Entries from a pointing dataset
####################
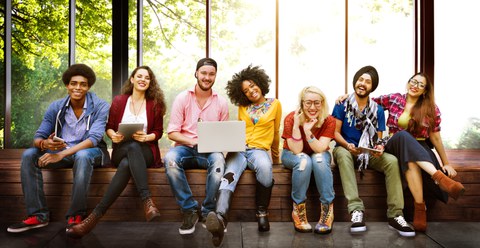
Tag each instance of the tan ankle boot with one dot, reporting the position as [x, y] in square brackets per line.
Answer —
[299, 216]
[452, 187]
[420, 217]
[85, 227]
[151, 211]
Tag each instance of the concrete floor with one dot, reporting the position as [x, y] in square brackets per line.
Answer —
[243, 234]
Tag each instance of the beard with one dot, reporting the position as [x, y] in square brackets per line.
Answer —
[202, 86]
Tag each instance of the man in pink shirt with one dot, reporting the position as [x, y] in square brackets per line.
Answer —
[199, 103]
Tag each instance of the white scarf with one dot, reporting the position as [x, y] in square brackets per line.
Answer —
[366, 121]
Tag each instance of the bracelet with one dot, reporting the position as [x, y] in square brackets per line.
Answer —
[41, 145]
[296, 139]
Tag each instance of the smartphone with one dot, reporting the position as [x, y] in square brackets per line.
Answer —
[58, 139]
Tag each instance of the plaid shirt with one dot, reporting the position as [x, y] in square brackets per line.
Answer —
[395, 104]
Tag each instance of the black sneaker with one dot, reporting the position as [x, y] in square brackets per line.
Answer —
[401, 226]
[190, 219]
[29, 223]
[358, 224]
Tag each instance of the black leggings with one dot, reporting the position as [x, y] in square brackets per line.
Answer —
[131, 159]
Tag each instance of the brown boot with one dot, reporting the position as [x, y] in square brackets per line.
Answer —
[420, 217]
[452, 187]
[151, 211]
[86, 226]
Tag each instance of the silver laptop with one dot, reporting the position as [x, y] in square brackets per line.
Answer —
[221, 136]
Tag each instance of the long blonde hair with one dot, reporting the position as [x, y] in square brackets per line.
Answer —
[324, 113]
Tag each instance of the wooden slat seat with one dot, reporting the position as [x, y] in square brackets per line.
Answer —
[58, 182]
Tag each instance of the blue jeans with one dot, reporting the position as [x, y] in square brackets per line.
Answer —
[302, 166]
[181, 158]
[256, 159]
[82, 163]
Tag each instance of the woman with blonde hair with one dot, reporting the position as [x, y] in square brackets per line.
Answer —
[307, 133]
[413, 121]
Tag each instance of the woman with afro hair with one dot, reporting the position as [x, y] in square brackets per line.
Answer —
[262, 116]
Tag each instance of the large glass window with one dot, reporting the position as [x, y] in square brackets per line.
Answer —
[173, 42]
[456, 53]
[2, 76]
[93, 39]
[39, 57]
[381, 34]
[311, 49]
[243, 33]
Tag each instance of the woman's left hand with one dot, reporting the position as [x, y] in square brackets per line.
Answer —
[140, 136]
[308, 125]
[451, 172]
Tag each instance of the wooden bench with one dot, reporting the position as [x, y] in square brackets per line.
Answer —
[57, 185]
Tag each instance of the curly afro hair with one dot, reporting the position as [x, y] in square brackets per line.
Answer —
[79, 70]
[253, 74]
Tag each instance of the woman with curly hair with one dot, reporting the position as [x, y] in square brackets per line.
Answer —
[142, 101]
[262, 116]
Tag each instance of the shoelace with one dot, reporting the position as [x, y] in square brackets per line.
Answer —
[302, 214]
[326, 213]
[148, 203]
[89, 219]
[400, 220]
[357, 216]
[30, 220]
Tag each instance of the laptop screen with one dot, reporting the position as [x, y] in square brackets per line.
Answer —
[221, 136]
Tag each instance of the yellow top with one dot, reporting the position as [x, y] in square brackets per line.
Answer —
[266, 133]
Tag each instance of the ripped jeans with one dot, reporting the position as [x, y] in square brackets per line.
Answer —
[181, 158]
[256, 160]
[302, 166]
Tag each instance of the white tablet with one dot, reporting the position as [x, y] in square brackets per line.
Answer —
[367, 150]
[128, 129]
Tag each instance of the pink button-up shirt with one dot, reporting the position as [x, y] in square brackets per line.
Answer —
[186, 112]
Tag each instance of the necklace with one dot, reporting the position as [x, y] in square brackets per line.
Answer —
[135, 111]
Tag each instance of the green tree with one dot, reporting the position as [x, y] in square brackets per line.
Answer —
[470, 139]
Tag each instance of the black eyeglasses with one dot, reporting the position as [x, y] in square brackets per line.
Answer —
[308, 104]
[414, 82]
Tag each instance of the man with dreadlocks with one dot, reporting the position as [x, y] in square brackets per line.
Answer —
[360, 123]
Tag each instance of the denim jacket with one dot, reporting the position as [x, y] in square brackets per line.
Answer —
[96, 116]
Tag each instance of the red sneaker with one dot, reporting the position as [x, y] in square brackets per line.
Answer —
[73, 220]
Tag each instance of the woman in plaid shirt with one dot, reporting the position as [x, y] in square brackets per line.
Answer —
[414, 126]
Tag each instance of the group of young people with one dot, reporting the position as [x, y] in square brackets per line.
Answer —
[71, 135]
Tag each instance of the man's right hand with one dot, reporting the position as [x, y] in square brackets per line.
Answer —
[353, 150]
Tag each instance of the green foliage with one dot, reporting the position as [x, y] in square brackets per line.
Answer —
[470, 139]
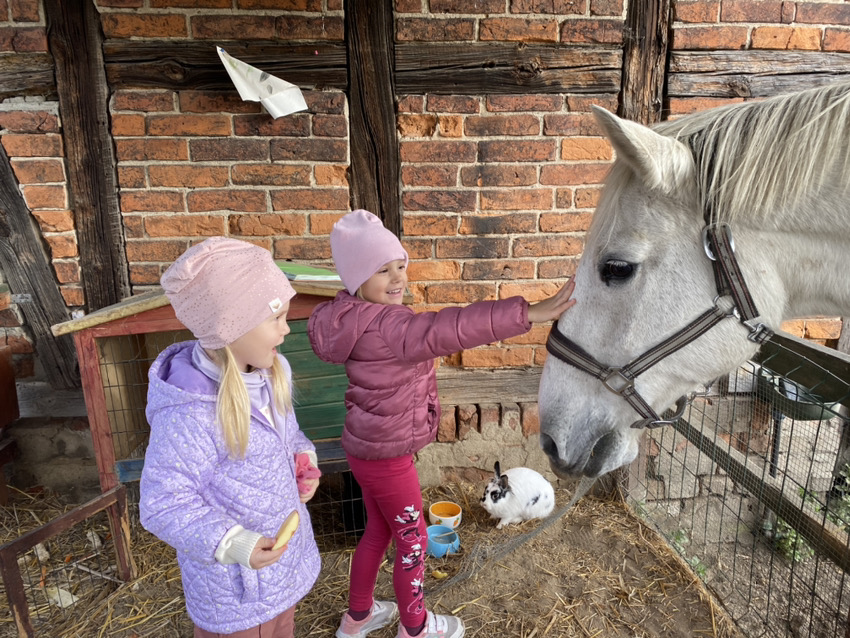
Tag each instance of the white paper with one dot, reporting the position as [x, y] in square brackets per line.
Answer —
[278, 96]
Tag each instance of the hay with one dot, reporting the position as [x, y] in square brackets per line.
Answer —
[598, 572]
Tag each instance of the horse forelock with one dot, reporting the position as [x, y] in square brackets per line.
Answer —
[753, 159]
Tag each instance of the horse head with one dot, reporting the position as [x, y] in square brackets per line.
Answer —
[644, 274]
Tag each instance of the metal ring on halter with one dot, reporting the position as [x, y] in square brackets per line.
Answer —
[727, 230]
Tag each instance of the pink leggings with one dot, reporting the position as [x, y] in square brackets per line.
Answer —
[393, 501]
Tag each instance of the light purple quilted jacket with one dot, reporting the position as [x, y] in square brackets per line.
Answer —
[192, 493]
[388, 351]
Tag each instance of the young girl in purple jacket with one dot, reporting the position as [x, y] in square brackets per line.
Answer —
[227, 463]
[393, 410]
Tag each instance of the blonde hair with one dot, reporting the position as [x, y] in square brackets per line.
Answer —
[233, 405]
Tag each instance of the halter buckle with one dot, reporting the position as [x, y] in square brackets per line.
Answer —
[617, 382]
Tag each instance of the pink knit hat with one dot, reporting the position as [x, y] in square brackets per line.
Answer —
[360, 246]
[223, 288]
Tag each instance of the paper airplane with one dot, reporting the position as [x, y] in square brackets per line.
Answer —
[278, 96]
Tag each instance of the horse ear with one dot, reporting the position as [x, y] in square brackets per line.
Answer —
[661, 162]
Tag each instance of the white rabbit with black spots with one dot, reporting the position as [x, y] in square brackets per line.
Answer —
[518, 495]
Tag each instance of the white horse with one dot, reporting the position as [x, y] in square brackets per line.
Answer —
[778, 173]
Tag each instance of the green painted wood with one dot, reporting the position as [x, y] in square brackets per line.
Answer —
[319, 387]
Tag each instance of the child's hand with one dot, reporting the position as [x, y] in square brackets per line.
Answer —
[263, 554]
[554, 306]
[309, 486]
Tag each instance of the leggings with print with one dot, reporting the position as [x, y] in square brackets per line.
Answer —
[393, 501]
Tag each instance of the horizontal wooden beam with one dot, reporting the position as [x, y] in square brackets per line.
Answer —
[752, 74]
[196, 65]
[478, 68]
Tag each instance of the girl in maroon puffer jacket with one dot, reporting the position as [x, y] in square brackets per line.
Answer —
[392, 407]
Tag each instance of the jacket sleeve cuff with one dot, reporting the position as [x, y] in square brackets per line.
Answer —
[236, 546]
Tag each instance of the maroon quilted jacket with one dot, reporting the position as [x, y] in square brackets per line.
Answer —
[388, 352]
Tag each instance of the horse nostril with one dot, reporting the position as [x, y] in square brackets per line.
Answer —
[549, 446]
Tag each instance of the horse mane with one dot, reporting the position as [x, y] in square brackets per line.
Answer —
[754, 158]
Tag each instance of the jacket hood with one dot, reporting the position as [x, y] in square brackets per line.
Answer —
[335, 327]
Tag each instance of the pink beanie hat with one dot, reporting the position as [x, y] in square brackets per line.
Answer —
[360, 245]
[223, 288]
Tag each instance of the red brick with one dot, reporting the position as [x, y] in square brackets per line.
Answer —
[697, 11]
[573, 174]
[187, 175]
[231, 27]
[498, 175]
[464, 293]
[291, 224]
[710, 38]
[751, 11]
[144, 101]
[51, 196]
[543, 246]
[184, 226]
[434, 29]
[240, 150]
[151, 150]
[517, 199]
[36, 145]
[315, 150]
[310, 199]
[495, 269]
[250, 201]
[535, 103]
[592, 31]
[270, 174]
[564, 222]
[304, 28]
[499, 125]
[189, 125]
[54, 221]
[472, 248]
[136, 25]
[453, 104]
[29, 122]
[516, 151]
[39, 171]
[518, 30]
[790, 38]
[425, 175]
[429, 225]
[437, 151]
[152, 201]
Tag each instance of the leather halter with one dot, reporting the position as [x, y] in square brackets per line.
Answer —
[719, 247]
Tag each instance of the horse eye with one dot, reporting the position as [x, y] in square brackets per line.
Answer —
[616, 271]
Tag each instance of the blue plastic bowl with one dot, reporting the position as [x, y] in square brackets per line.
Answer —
[442, 540]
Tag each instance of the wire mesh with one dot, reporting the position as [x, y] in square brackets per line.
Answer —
[752, 488]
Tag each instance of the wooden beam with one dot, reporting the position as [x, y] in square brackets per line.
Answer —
[75, 40]
[196, 66]
[27, 74]
[375, 173]
[27, 269]
[480, 68]
[646, 38]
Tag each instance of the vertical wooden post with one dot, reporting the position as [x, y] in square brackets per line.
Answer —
[375, 170]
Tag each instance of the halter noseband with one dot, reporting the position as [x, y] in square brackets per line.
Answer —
[719, 247]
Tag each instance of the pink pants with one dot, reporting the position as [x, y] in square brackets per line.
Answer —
[282, 626]
[393, 501]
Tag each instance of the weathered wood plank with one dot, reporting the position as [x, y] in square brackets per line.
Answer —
[375, 173]
[646, 39]
[27, 74]
[196, 65]
[27, 269]
[505, 68]
[74, 38]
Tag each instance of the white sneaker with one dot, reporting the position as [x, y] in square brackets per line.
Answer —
[382, 614]
[437, 627]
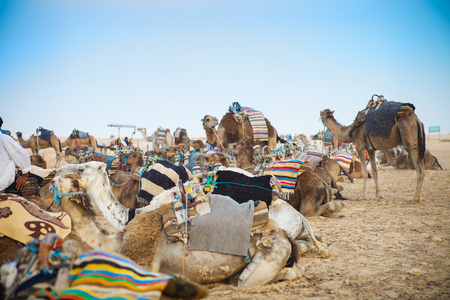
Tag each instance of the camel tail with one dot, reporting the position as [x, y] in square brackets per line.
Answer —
[295, 254]
[422, 148]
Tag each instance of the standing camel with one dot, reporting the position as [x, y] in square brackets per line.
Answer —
[230, 131]
[74, 140]
[169, 138]
[36, 143]
[407, 130]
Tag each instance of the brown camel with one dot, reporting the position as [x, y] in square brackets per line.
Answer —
[38, 160]
[230, 131]
[181, 136]
[36, 143]
[407, 130]
[312, 196]
[73, 140]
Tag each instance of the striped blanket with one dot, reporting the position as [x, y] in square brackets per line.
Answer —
[104, 275]
[162, 176]
[242, 188]
[161, 135]
[286, 172]
[258, 122]
[344, 159]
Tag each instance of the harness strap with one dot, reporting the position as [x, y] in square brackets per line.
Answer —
[57, 195]
[131, 214]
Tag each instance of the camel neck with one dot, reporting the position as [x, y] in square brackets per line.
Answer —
[339, 131]
[113, 210]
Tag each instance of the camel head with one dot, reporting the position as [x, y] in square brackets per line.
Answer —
[142, 130]
[211, 159]
[209, 122]
[88, 173]
[326, 113]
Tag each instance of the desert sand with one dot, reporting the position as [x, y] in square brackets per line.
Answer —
[386, 249]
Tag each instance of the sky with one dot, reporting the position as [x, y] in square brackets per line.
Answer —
[86, 64]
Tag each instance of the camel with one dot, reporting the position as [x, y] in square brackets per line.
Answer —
[230, 131]
[407, 130]
[270, 247]
[36, 143]
[312, 196]
[181, 136]
[169, 138]
[73, 140]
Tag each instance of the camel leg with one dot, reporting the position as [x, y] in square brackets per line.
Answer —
####################
- EXERCISE DESCRIPTION -
Give again exactly the lines from the one holding "Tag each instance of the pink pants" to the final line of the records, both ends included; any pictures stay out.

- OUTPUT FOR THIS EXERCISE -
Tag each instance of the pink pants with one dot, reporting the position as [x, y] in square brackets per line.
Answer —
[282, 626]
[393, 501]
Tag each instance of the weathered wood plank with one dot, reporting the position as [x, y] in square brackets per line.
Answer —
[375, 173]
[646, 39]
[27, 74]
[196, 65]
[27, 269]
[505, 68]
[74, 38]
Tag each instance of the white sneaker with one dot, reporting the position as [x, y] in square brackets per line.
Answer —
[382, 614]
[437, 627]
Tag each instance of the camel tail with one dot, reporting the position as [x, y] in square brackets per line.
Answer —
[295, 254]
[422, 148]
Tag each instance of the standing camel with one dot, reporting the position as [x, y] in square brackets per line.
Answer —
[230, 131]
[74, 140]
[169, 138]
[36, 143]
[407, 130]
Tag each instance of the brown camel with one dot, reporting the position as [x, y] in square brackets per line.
Answer —
[38, 160]
[230, 131]
[181, 136]
[36, 143]
[407, 130]
[312, 196]
[73, 140]
Tag each instance of the striped blanket with one dot, reporting the position as [x, y] in square brackets per line.
Answer —
[104, 275]
[162, 176]
[242, 188]
[161, 135]
[286, 172]
[258, 122]
[344, 159]
Tag each instance of the harness strap with one dot, reporting the position as [x, y] in square brackets per line.
Answer —
[57, 195]
[131, 214]
Tag each instance of the camel neck with one dot, reporting the position as [x, y] in square brackets per line.
Answer —
[339, 131]
[113, 210]
Tag each instance of the camel head with one dot, reporting the position as [x, y] in square brackets per line.
Answer —
[142, 130]
[211, 159]
[209, 122]
[88, 173]
[326, 113]
Tag each instance of the desert sand with one dot, reporting the position as [x, y] in square brackets per line.
Answer —
[386, 249]
Tag each instance of the sky with one dot, reporting the position as [x, y] in square brackets per line.
Answer —
[86, 64]
Tag each instance of the camel with one dot, reporting the position as [x, y] in square brackets per line.
Answer —
[230, 131]
[407, 130]
[270, 247]
[36, 143]
[312, 196]
[181, 136]
[169, 138]
[73, 140]
Tag each instance of the camel leg with one dot, reporting the position as [x, y] in square brackets per line.
Answer —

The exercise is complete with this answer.